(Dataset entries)
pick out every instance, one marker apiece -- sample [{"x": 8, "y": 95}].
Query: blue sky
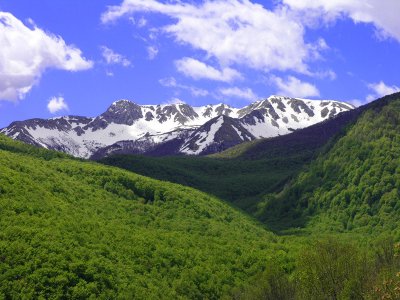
[{"x": 76, "y": 57}]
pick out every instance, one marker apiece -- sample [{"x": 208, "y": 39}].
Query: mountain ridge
[{"x": 139, "y": 129}]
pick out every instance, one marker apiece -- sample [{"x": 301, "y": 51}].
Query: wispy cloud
[
  {"x": 113, "y": 58},
  {"x": 240, "y": 93},
  {"x": 198, "y": 70},
  {"x": 294, "y": 87},
  {"x": 232, "y": 32},
  {"x": 380, "y": 89},
  {"x": 57, "y": 104},
  {"x": 172, "y": 83},
  {"x": 20, "y": 70},
  {"x": 383, "y": 14}
]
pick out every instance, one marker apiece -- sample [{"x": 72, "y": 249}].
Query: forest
[{"x": 323, "y": 225}]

WORK INSTRUCTION - Print each entry above exactly. The pictures should not be printed.

EXPECTED ANSWER -
pick out every instance, one marker apiece -- sample [{"x": 8, "y": 95}].
Query: blue sky
[{"x": 76, "y": 57}]
pick out every instance, one marker apiece -- sample [{"x": 208, "y": 39}].
Query: mountain ridge
[{"x": 139, "y": 129}]
pick out every instance, one marker apiece -- sample [{"x": 301, "y": 51}].
Query: wispy cloud
[
  {"x": 113, "y": 58},
  {"x": 240, "y": 93},
  {"x": 198, "y": 70},
  {"x": 294, "y": 87},
  {"x": 232, "y": 32},
  {"x": 380, "y": 89},
  {"x": 57, "y": 104},
  {"x": 172, "y": 83},
  {"x": 20, "y": 70},
  {"x": 383, "y": 14}
]
pick out every instance, one marker apiece -- sample [{"x": 72, "y": 249}].
Query: forest
[{"x": 323, "y": 225}]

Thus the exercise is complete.